Can you format the lines below as a numbered list, leaving out blank lines, covering everything from the first line down to the one containing "292], [191, 298]]", with both ends included?

[Location identification entries]
[start]

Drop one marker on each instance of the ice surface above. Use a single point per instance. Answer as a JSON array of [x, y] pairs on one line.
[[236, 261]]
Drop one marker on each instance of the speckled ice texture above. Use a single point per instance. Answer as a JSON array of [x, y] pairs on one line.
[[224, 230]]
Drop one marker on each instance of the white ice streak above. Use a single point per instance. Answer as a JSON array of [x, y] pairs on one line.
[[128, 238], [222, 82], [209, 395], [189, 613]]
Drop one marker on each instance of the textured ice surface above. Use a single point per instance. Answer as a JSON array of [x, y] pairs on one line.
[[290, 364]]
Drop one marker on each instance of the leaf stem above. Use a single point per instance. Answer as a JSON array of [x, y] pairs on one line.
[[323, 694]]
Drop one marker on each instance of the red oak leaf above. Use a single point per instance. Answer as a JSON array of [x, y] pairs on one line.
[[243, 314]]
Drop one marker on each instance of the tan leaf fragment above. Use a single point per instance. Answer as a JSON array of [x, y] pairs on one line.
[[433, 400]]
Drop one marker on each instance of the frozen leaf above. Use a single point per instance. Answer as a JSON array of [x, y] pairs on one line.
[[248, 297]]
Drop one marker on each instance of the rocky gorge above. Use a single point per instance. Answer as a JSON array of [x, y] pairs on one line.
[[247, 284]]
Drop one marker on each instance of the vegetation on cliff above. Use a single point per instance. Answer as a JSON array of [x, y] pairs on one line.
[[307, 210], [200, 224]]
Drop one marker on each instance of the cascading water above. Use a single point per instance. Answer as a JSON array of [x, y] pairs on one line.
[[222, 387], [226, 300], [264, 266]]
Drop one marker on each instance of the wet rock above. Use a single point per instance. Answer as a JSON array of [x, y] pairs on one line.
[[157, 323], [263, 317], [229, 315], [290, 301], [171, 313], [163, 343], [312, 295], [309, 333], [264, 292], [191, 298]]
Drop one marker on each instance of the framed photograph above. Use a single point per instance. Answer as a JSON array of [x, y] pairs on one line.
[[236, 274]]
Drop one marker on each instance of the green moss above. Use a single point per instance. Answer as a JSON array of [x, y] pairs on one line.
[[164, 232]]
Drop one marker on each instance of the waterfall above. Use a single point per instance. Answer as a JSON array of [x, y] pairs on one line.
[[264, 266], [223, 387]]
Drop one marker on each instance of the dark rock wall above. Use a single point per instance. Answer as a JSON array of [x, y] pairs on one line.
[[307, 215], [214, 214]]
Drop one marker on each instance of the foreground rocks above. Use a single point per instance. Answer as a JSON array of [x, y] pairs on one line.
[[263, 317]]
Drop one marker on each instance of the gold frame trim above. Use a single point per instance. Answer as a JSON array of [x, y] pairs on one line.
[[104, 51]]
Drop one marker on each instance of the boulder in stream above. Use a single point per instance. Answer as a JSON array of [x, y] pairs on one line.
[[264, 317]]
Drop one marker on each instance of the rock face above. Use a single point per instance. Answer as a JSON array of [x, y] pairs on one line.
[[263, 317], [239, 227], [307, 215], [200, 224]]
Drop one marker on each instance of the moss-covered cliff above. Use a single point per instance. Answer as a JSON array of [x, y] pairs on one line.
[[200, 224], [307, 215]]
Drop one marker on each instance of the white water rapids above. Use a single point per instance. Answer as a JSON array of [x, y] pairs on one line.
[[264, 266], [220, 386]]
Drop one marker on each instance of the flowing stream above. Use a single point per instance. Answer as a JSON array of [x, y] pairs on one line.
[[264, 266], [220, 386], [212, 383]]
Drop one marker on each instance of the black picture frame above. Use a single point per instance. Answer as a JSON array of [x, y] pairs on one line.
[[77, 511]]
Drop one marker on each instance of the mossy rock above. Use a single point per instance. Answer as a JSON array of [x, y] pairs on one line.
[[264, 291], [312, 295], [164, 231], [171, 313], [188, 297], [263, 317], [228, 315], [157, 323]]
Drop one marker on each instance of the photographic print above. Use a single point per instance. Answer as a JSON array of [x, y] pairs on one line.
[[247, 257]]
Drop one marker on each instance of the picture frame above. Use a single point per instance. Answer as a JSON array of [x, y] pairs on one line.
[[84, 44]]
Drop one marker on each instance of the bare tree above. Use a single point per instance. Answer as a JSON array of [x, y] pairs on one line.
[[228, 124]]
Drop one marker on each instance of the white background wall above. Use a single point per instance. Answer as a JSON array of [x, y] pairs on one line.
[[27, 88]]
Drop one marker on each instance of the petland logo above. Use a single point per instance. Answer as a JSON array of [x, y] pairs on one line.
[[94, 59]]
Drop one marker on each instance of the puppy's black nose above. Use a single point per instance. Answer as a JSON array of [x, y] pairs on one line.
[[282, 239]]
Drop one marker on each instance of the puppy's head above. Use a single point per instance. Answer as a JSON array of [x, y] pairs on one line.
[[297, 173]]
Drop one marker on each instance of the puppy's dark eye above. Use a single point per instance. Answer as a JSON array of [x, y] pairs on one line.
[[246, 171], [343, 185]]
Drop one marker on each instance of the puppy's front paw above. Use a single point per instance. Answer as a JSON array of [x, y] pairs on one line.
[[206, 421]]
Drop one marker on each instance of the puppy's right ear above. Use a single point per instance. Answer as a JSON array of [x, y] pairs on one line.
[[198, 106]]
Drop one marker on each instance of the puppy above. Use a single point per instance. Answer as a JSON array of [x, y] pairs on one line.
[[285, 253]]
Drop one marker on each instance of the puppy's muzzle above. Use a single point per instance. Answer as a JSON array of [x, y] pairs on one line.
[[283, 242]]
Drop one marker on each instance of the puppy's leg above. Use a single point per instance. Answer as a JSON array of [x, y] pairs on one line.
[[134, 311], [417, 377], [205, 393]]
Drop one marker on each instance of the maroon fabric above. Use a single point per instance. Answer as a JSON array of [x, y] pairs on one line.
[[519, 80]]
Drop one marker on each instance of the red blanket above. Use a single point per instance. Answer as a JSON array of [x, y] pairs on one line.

[end]

• _Exercise output_
1. Drop one marker on each instance of the ice surface above. Use a single point per instance. Answer as a JSON array of [x, y] pairs on one line.
2. [[236, 261]]
3. Drop one marker on each instance of the speckled ice texture above. Use a single point per instance. Answer as a JSON array of [x, y] pairs on one line.
4. [[224, 230]]
5. Drop one marker on each instance of the white ice streak above. Use a single point per instance. Answer as a JSON array of [x, y] pairs on one line.
6. [[128, 238], [222, 82], [209, 395], [189, 613]]
7. Drop one marker on each instance of the textured ice surface above. Use a single point per instance. Answer as a JSON array of [x, y] pairs on one line.
8. [[290, 364]]
9. Drop one marker on each instance of the leaf stem above. Use a single point per instance. Answer as a JSON array of [x, y] pairs on one line.
10. [[323, 694]]
11. Drop one marker on each instance of the red oak leaf above. Use a single point per instance. Answer as a JSON array of [x, y] pairs on one line.
12. [[243, 314]]
13. Drop one marker on each instance of the tan leaf fragment above. Use a single point per instance. Answer as a JSON array of [x, y] pairs on one line.
14. [[433, 400]]
15. Drop one marker on each instance of the frozen leaf above. Use a single point per instance. Answer as a JSON array of [x, y] pairs on one line.
16. [[248, 297]]
17. Drop one marker on each instance of the rocky gorge above. Use a single point per instance. Answer as a JSON array of [x, y] pairs on one line.
18. [[247, 284]]
19. Drop one marker on each instance of the vegetation on cliff above. Use a single point per instance. Answer as a JSON array of [x, y] pairs on one line.
20. [[307, 210], [200, 224]]
21. Drop one marker on each instance of the cascading water above. Use a single point per instance. Answer as a JSON array of [x, y] pairs on one line.
22. [[222, 387], [226, 300], [264, 266]]
23. Drop one marker on each instance of the wet rock above. Use a single point per instance. Answer as a JSON array of [x, y] pairs on one line.
24. [[157, 323], [263, 317], [229, 315], [290, 301], [171, 313], [163, 343], [312, 295], [309, 333], [264, 292], [191, 298]]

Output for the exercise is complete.